Problem description:
Exactly the lines from the one with "i just need bounding box info for the red glass" to the end of the listing must be repeated, both ends included, with nothing added.

Input:
──────────

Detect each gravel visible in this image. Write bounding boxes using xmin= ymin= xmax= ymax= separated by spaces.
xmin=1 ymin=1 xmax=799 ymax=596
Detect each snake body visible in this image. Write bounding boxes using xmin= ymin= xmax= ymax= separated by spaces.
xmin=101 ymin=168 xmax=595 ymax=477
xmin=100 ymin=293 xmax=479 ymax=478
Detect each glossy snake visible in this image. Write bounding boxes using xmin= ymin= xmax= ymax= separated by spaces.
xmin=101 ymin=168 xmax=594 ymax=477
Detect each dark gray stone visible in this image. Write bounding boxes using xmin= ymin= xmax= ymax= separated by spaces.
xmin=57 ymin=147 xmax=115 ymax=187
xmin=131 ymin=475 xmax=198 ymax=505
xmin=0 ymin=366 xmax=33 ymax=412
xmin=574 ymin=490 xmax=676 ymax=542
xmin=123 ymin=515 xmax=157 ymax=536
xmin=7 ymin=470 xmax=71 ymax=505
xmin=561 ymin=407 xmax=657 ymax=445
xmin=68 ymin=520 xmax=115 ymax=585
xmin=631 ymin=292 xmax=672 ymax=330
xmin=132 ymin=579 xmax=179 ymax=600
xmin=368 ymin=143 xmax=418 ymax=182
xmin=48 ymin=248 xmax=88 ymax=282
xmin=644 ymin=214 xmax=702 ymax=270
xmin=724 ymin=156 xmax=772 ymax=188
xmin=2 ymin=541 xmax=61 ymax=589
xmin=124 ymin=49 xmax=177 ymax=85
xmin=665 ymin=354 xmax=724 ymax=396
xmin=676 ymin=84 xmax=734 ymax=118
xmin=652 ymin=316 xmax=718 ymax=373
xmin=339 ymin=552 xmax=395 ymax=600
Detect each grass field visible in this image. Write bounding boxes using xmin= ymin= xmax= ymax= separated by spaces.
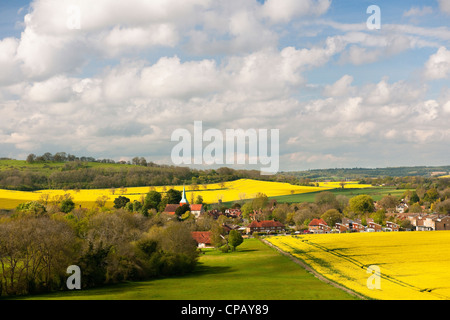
xmin=270 ymin=187 xmax=407 ymax=204
xmin=267 ymin=232 xmax=450 ymax=300
xmin=0 ymin=179 xmax=373 ymax=210
xmin=10 ymin=239 xmax=356 ymax=300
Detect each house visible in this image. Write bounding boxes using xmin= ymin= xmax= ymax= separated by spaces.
xmin=385 ymin=221 xmax=400 ymax=232
xmin=396 ymin=201 xmax=408 ymax=214
xmin=308 ymin=218 xmax=331 ymax=234
xmin=435 ymin=216 xmax=450 ymax=231
xmin=334 ymin=223 xmax=349 ymax=233
xmin=190 ymin=204 xmax=205 ymax=218
xmin=408 ymin=214 xmax=423 ymax=228
xmin=246 ymin=220 xmax=285 ymax=234
xmin=224 ymin=208 xmax=242 ymax=218
xmin=341 ymin=218 xmax=364 ymax=232
xmin=408 ymin=214 xmax=450 ymax=231
xmin=351 ymin=222 xmax=365 ymax=232
xmin=419 ymin=214 xmax=450 ymax=231
xmin=191 ymin=231 xmax=212 ymax=248
xmin=163 ymin=203 xmax=204 ymax=217
xmin=367 ymin=218 xmax=382 ymax=232
xmin=163 ymin=204 xmax=181 ymax=215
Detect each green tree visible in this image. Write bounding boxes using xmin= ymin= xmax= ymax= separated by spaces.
xmin=424 ymin=188 xmax=439 ymax=202
xmin=252 ymin=193 xmax=268 ymax=210
xmin=228 ymin=230 xmax=243 ymax=251
xmin=315 ymin=191 xmax=338 ymax=208
xmin=409 ymin=191 xmax=420 ymax=204
xmin=60 ymin=198 xmax=76 ymax=213
xmin=133 ymin=200 xmax=143 ymax=212
xmin=349 ymin=195 xmax=375 ymax=215
xmin=371 ymin=209 xmax=386 ymax=225
xmin=175 ymin=204 xmax=190 ymax=218
xmin=435 ymin=199 xmax=450 ymax=214
xmin=210 ymin=223 xmax=226 ymax=248
xmin=408 ymin=203 xmax=422 ymax=213
xmin=16 ymin=201 xmax=47 ymax=215
xmin=113 ymin=196 xmax=130 ymax=209
xmin=195 ymin=195 xmax=204 ymax=205
xmin=145 ymin=191 xmax=162 ymax=209
xmin=166 ymin=189 xmax=182 ymax=204
xmin=272 ymin=203 xmax=289 ymax=224
xmin=320 ymin=209 xmax=342 ymax=228
xmin=240 ymin=202 xmax=253 ymax=220
xmin=378 ymin=195 xmax=399 ymax=211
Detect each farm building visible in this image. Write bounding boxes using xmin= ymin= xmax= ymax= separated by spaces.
xmin=308 ymin=218 xmax=331 ymax=234
xmin=246 ymin=220 xmax=285 ymax=234
xmin=191 ymin=231 xmax=212 ymax=248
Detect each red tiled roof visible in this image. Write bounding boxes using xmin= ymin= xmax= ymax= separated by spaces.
xmin=190 ymin=204 xmax=203 ymax=211
xmin=191 ymin=231 xmax=211 ymax=244
xmin=309 ymin=218 xmax=327 ymax=226
xmin=164 ymin=203 xmax=203 ymax=214
xmin=164 ymin=204 xmax=180 ymax=214
xmin=247 ymin=220 xmax=285 ymax=228
xmin=164 ymin=204 xmax=179 ymax=214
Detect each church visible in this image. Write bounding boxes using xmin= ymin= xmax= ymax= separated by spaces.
xmin=163 ymin=185 xmax=205 ymax=218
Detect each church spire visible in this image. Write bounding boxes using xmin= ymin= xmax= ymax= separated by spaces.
xmin=180 ymin=185 xmax=189 ymax=205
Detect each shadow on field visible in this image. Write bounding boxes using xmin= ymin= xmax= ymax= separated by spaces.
xmin=193 ymin=264 xmax=233 ymax=275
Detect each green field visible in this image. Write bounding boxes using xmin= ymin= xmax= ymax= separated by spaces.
xmin=0 ymin=159 xmax=129 ymax=173
xmin=9 ymin=239 xmax=356 ymax=300
xmin=269 ymin=187 xmax=408 ymax=204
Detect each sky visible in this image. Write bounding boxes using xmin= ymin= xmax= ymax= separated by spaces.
xmin=0 ymin=0 xmax=449 ymax=172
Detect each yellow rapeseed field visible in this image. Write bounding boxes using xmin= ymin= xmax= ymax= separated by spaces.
xmin=0 ymin=179 xmax=355 ymax=209
xmin=317 ymin=181 xmax=372 ymax=189
xmin=267 ymin=232 xmax=450 ymax=300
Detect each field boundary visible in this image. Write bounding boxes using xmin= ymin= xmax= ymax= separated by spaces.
xmin=261 ymin=239 xmax=368 ymax=300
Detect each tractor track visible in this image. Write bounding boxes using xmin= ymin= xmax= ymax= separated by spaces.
xmin=264 ymin=237 xmax=450 ymax=300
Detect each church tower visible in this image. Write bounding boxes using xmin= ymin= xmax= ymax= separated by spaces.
xmin=180 ymin=185 xmax=189 ymax=205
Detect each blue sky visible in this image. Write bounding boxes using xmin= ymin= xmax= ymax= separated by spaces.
xmin=0 ymin=0 xmax=449 ymax=172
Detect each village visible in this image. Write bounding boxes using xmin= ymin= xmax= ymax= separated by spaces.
xmin=163 ymin=186 xmax=450 ymax=249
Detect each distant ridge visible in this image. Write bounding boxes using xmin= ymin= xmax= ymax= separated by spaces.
xmin=281 ymin=165 xmax=450 ymax=179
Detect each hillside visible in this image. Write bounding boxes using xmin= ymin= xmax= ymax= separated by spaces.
xmin=0 ymin=158 xmax=274 ymax=191
xmin=1 ymin=153 xmax=449 ymax=192
xmin=281 ymin=166 xmax=450 ymax=180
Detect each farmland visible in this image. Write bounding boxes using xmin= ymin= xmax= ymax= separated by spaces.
xmin=266 ymin=232 xmax=450 ymax=300
xmin=0 ymin=179 xmax=372 ymax=210
xmin=270 ymin=186 xmax=407 ymax=204
xmin=10 ymin=238 xmax=356 ymax=300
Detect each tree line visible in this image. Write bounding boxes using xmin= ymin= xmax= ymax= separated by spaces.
xmin=0 ymin=152 xmax=276 ymax=191
xmin=0 ymin=203 xmax=200 ymax=297
xmin=284 ymin=166 xmax=450 ymax=180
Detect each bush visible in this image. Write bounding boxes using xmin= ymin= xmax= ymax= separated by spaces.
xmin=220 ymin=244 xmax=230 ymax=253
xmin=113 ymin=196 xmax=130 ymax=209
xmin=228 ymin=230 xmax=243 ymax=251
xmin=61 ymin=198 xmax=75 ymax=213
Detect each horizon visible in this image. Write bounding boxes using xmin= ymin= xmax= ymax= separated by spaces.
xmin=0 ymin=0 xmax=449 ymax=172
xmin=1 ymin=154 xmax=449 ymax=174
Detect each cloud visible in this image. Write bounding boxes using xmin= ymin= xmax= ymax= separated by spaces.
xmin=0 ymin=38 xmax=21 ymax=85
xmin=0 ymin=0 xmax=449 ymax=170
xmin=261 ymin=0 xmax=331 ymax=23
xmin=437 ymin=0 xmax=450 ymax=15
xmin=403 ymin=6 xmax=433 ymax=17
xmin=424 ymin=46 xmax=450 ymax=80
xmin=323 ymin=75 xmax=355 ymax=97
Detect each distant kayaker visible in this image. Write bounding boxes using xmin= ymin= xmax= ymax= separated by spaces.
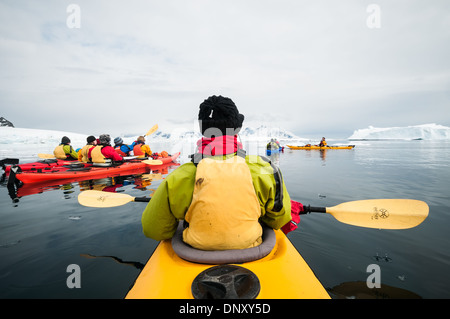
xmin=53 ymin=136 xmax=78 ymax=160
xmin=78 ymin=135 xmax=97 ymax=163
xmin=132 ymin=136 xmax=152 ymax=158
xmin=89 ymin=134 xmax=124 ymax=164
xmin=319 ymin=137 xmax=327 ymax=147
xmin=267 ymin=138 xmax=281 ymax=151
xmin=141 ymin=95 xmax=296 ymax=251
xmin=113 ymin=137 xmax=133 ymax=157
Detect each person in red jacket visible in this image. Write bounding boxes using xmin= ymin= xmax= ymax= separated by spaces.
xmin=89 ymin=134 xmax=123 ymax=164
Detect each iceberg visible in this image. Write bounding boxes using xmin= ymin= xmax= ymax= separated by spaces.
xmin=348 ymin=124 xmax=450 ymax=140
xmin=239 ymin=125 xmax=301 ymax=141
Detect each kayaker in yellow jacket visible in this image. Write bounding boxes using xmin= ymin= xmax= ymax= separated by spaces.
xmin=133 ymin=136 xmax=152 ymax=158
xmin=90 ymin=134 xmax=124 ymax=163
xmin=78 ymin=135 xmax=97 ymax=162
xmin=53 ymin=136 xmax=78 ymax=160
xmin=141 ymin=95 xmax=293 ymax=251
xmin=318 ymin=137 xmax=327 ymax=147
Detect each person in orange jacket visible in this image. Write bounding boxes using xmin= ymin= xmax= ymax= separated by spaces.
xmin=133 ymin=136 xmax=152 ymax=158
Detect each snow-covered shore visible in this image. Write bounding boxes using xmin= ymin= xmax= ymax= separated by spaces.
xmin=0 ymin=125 xmax=303 ymax=161
xmin=2 ymin=123 xmax=449 ymax=162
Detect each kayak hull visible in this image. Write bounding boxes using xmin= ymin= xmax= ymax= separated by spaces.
xmin=287 ymin=145 xmax=355 ymax=150
xmin=15 ymin=152 xmax=180 ymax=184
xmin=15 ymin=162 xmax=148 ymax=184
xmin=126 ymin=230 xmax=330 ymax=299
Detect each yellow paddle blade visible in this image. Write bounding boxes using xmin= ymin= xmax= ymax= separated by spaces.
xmin=38 ymin=153 xmax=56 ymax=159
xmin=144 ymin=124 xmax=158 ymax=136
xmin=142 ymin=159 xmax=163 ymax=165
xmin=78 ymin=190 xmax=134 ymax=208
xmin=141 ymin=173 xmax=163 ymax=181
xmin=326 ymin=199 xmax=429 ymax=230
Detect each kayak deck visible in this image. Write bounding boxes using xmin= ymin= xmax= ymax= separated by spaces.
xmin=4 ymin=159 xmax=85 ymax=174
xmin=287 ymin=145 xmax=355 ymax=150
xmin=15 ymin=152 xmax=180 ymax=184
xmin=126 ymin=230 xmax=330 ymax=299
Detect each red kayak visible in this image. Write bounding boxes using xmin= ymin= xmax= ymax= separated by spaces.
xmin=15 ymin=162 xmax=180 ymax=198
xmin=14 ymin=152 xmax=180 ymax=184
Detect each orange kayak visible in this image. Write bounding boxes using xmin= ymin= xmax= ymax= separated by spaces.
xmin=126 ymin=227 xmax=330 ymax=299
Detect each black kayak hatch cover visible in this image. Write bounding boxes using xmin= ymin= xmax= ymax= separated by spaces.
xmin=191 ymin=265 xmax=260 ymax=299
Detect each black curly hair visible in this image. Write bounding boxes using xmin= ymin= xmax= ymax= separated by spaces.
xmin=198 ymin=95 xmax=244 ymax=137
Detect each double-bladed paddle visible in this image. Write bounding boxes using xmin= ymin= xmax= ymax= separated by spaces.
xmin=38 ymin=153 xmax=57 ymax=159
xmin=78 ymin=190 xmax=150 ymax=208
xmin=36 ymin=155 xmax=163 ymax=166
xmin=77 ymin=191 xmax=429 ymax=230
xmin=144 ymin=124 xmax=158 ymax=137
xmin=0 ymin=158 xmax=19 ymax=166
xmin=302 ymin=199 xmax=429 ymax=230
xmin=142 ymin=159 xmax=163 ymax=165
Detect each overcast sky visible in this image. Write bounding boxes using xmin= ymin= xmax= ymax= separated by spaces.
xmin=1 ymin=0 xmax=449 ymax=138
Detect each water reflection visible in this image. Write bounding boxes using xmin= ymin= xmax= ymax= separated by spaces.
xmin=327 ymin=281 xmax=422 ymax=299
xmin=265 ymin=152 xmax=280 ymax=166
xmin=2 ymin=167 xmax=176 ymax=206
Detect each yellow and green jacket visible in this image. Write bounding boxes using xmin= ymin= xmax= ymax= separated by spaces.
xmin=53 ymin=144 xmax=78 ymax=160
xmin=141 ymin=153 xmax=292 ymax=248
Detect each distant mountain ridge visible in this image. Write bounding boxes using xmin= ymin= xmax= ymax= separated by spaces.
xmin=240 ymin=125 xmax=299 ymax=140
xmin=146 ymin=125 xmax=302 ymax=141
xmin=0 ymin=117 xmax=14 ymax=127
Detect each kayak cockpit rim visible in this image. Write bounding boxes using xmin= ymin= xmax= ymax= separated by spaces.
xmin=171 ymin=222 xmax=277 ymax=265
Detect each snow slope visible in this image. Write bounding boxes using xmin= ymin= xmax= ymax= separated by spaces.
xmin=0 ymin=125 xmax=302 ymax=161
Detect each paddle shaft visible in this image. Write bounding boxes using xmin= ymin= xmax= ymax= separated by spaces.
xmin=302 ymin=205 xmax=326 ymax=214
xmin=134 ymin=196 xmax=150 ymax=202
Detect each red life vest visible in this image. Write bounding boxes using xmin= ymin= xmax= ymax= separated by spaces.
xmin=133 ymin=143 xmax=144 ymax=156
xmin=115 ymin=146 xmax=128 ymax=157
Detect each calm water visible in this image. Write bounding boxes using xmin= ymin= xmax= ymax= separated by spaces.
xmin=1 ymin=140 xmax=449 ymax=298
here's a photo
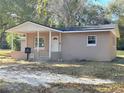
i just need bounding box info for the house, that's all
[6,21,119,61]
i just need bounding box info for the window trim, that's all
[34,36,45,50]
[87,35,97,47]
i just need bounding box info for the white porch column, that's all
[37,31,40,52]
[49,31,51,59]
[11,33,14,50]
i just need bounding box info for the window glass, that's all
[88,36,96,46]
[35,38,45,47]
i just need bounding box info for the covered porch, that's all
[6,21,62,61]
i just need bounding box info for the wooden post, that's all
[49,31,51,59]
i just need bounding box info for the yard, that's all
[0,50,124,93]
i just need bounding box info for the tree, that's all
[78,4,111,25]
[108,0,124,50]
[0,0,35,49]
[0,0,114,49]
[47,0,87,27]
[108,0,124,17]
[47,0,111,27]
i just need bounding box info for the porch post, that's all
[37,31,39,52]
[11,33,14,50]
[49,31,51,59]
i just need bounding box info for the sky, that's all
[99,0,112,5]
[95,0,112,6]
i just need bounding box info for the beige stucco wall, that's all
[16,31,116,61]
[61,31,117,61]
[109,32,117,60]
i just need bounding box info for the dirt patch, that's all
[1,81,124,93]
[0,63,123,93]
[0,67,114,88]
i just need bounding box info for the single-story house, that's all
[6,21,119,61]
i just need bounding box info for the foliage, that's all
[117,39,124,50]
[0,0,37,50]
[79,4,111,25]
[6,33,20,51]
[0,0,122,50]
[108,0,124,17]
[47,0,111,27]
[108,0,124,50]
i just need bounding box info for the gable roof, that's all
[6,21,61,33]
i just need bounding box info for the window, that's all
[87,35,96,46]
[35,37,45,48]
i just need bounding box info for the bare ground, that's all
[0,51,124,92]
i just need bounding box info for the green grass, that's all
[0,50,12,56]
[117,50,124,57]
[0,50,16,64]
[117,50,124,55]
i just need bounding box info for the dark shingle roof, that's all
[58,24,115,32]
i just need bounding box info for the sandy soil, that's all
[0,64,114,88]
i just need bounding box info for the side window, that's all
[87,35,97,46]
[35,37,45,48]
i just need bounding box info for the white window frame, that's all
[34,36,45,50]
[87,35,97,46]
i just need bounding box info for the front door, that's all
[51,36,59,52]
[21,39,27,52]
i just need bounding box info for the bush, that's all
[117,38,124,50]
[6,33,21,51]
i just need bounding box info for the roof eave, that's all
[62,29,113,33]
[6,21,62,33]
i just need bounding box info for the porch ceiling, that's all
[6,21,61,33]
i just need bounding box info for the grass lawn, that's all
[0,50,124,93]
[0,50,16,64]
[0,49,12,56]
[117,50,124,57]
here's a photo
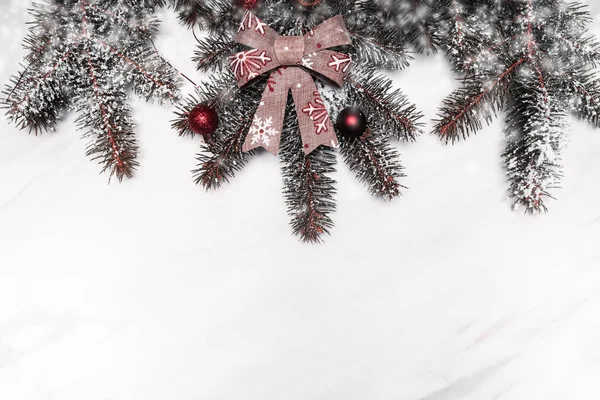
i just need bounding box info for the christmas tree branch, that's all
[462,35,518,71]
[448,0,466,50]
[2,53,70,133]
[403,0,438,54]
[434,58,525,141]
[193,117,255,190]
[570,74,600,128]
[170,0,239,32]
[504,79,566,212]
[79,91,138,182]
[555,33,600,68]
[102,44,180,101]
[346,70,423,142]
[3,0,181,179]
[282,143,337,243]
[348,30,412,70]
[281,101,336,243]
[193,35,240,72]
[339,132,405,200]
[187,75,265,187]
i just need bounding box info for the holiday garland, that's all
[3,0,181,180]
[172,0,424,242]
[4,0,600,241]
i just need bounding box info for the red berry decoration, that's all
[188,104,219,140]
[336,107,368,138]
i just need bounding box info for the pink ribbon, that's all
[230,11,352,155]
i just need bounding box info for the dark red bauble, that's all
[188,104,219,138]
[239,0,258,9]
[336,107,368,138]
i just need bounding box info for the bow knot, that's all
[230,11,352,155]
[274,36,305,65]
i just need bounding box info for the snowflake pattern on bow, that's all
[239,10,267,36]
[302,92,330,135]
[328,54,351,73]
[230,49,272,80]
[301,53,314,69]
[249,115,279,146]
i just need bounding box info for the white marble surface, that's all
[1,2,600,399]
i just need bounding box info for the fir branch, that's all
[339,132,405,200]
[344,0,416,69]
[170,0,241,32]
[79,91,139,182]
[3,0,180,179]
[170,0,212,28]
[348,29,412,71]
[447,0,467,51]
[193,34,240,72]
[281,99,336,243]
[461,35,518,72]
[3,51,71,134]
[555,32,600,69]
[193,117,255,190]
[346,69,424,142]
[188,76,267,187]
[570,74,600,128]
[434,0,600,213]
[281,133,337,243]
[101,44,180,101]
[504,79,566,212]
[402,0,439,54]
[434,58,524,141]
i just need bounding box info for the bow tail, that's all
[291,70,339,155]
[242,71,288,155]
[243,68,339,156]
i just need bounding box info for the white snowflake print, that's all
[238,11,267,36]
[301,54,314,69]
[328,54,351,73]
[249,115,279,146]
[302,92,330,134]
[230,49,272,80]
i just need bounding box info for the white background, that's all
[1,1,600,399]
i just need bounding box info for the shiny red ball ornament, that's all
[239,0,258,9]
[336,107,368,138]
[188,104,219,139]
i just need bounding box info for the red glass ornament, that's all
[336,107,367,138]
[188,104,219,139]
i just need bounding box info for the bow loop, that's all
[230,11,352,155]
[304,15,352,54]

──────────

Reply:
i just need bounding box info for the red glass ornament, that's all
[336,107,367,138]
[188,104,219,139]
i just need bounding box info for the bow loop, that's all
[230,11,352,155]
[304,15,352,54]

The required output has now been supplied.